EXTRACTED ENTRIES -
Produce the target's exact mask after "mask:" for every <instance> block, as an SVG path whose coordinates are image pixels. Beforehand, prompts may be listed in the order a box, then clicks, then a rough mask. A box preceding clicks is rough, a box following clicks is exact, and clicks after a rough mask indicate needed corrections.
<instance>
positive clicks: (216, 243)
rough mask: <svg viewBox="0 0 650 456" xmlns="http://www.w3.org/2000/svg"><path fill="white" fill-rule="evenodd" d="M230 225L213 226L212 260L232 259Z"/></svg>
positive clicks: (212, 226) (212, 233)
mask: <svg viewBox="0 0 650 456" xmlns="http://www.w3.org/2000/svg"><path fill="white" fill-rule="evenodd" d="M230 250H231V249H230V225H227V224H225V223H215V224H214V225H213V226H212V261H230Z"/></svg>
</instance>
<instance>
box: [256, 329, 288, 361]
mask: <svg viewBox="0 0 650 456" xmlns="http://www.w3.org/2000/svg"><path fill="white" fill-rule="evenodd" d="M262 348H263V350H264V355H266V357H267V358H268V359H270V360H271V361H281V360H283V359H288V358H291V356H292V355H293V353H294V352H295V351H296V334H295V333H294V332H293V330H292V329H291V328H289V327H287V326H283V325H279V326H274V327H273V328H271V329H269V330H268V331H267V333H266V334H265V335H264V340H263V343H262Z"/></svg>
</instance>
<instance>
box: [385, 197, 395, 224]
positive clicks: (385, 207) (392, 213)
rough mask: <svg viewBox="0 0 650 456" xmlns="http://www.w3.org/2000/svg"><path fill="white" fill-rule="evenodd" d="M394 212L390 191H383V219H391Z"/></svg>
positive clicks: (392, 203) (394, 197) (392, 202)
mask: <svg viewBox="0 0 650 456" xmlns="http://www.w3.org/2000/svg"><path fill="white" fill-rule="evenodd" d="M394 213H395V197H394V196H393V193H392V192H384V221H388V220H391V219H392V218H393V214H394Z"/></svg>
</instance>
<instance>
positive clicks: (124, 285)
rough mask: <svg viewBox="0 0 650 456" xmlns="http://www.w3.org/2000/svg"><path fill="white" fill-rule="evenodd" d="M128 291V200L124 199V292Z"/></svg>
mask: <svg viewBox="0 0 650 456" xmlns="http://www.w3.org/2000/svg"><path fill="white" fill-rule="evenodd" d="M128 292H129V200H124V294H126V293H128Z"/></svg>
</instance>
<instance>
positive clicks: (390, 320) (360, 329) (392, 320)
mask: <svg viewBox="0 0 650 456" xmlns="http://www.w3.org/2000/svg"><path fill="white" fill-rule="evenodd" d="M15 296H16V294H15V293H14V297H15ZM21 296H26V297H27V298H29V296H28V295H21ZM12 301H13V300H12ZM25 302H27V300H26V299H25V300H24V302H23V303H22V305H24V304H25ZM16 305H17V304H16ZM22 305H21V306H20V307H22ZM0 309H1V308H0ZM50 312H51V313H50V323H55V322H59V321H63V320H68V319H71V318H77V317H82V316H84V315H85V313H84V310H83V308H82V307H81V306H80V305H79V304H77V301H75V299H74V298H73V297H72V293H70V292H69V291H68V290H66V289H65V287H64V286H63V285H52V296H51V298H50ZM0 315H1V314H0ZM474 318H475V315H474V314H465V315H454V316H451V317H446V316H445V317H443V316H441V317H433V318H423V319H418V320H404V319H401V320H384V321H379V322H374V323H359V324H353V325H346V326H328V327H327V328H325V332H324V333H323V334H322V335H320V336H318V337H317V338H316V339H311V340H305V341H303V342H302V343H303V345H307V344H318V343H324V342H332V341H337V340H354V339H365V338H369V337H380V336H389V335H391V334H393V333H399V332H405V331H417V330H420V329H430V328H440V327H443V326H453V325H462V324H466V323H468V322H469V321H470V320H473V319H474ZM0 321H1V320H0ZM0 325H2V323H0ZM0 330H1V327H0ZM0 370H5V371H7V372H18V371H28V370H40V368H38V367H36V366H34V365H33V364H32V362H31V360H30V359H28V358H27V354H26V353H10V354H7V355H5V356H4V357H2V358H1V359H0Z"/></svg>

EXERCISE AIM -
In the entries above, find the line holding "positive clicks: (216, 243)" and the line holding "box: [385, 197, 395, 224]", then retype exactly those two lines and every line between them, and nothing else.

FINISHED EXERCISE -
positive clicks: (216, 243)
rough mask: <svg viewBox="0 0 650 456" xmlns="http://www.w3.org/2000/svg"><path fill="white" fill-rule="evenodd" d="M230 225L213 226L212 260L232 259Z"/></svg>
positive clicks: (212, 226) (212, 233)
mask: <svg viewBox="0 0 650 456" xmlns="http://www.w3.org/2000/svg"><path fill="white" fill-rule="evenodd" d="M230 250H231V249H230V225H227V224H225V223H215V224H214V225H213V226H212V261H230Z"/></svg>
</instance>
<instance>
box: [256, 329, 288, 361]
mask: <svg viewBox="0 0 650 456" xmlns="http://www.w3.org/2000/svg"><path fill="white" fill-rule="evenodd" d="M262 348H263V350H264V355H266V357H267V358H268V359H270V360H271V361H281V360H283V359H288V358H291V356H292V355H293V353H294V352H295V351H296V334H295V333H294V332H293V330H292V329H291V328H289V327H287V326H283V325H279V326H274V327H273V328H271V329H269V330H268V331H267V333H266V334H265V335H264V340H263V343H262Z"/></svg>
</instance>
<instance>
box: [385, 197, 395, 224]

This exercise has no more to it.